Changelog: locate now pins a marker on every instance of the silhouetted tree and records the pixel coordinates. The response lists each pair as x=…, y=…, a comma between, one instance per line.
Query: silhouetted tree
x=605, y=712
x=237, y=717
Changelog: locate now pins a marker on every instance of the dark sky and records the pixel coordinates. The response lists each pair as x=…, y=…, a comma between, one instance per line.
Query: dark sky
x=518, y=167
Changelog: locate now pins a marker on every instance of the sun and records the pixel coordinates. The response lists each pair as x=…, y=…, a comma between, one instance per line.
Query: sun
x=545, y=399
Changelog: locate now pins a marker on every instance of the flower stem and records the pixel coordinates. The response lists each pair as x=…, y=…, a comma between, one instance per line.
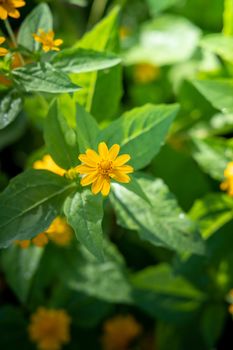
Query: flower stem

- _EXERCISE_
Reproduce the listing above with every occurrence of "Query" replaced by "Search term" and everything else unchanged. Omit the pictures.

- _TASK RESULT_
Changelog: locate now pins a marker on every instance of the silhouetted tree and records the pixel coordinates. The response lists each pair as x=…, y=…, a comma between, one instance per line.
Search term: silhouetted tree
x=605, y=712
x=237, y=717
Changelog: locate now pins a marker on every instance of the dark sky and records the pixel coordinates. The response lists each pair as x=…, y=…, a comma between, one instance per line.
Search term: dark sky
x=518, y=167
Changelog: locate now pins a marker on every instance of the sun and records the pixel coordinates. The response lists each pair as x=…, y=…, a comma between, one instance per line.
Search term: sun
x=545, y=399
Changelog: locate now pins a marker on every instance of the flower stem and records the pixel coordinates. The response lists each pair as x=…, y=…, a comma between, one instance per line.
Search term: flower stem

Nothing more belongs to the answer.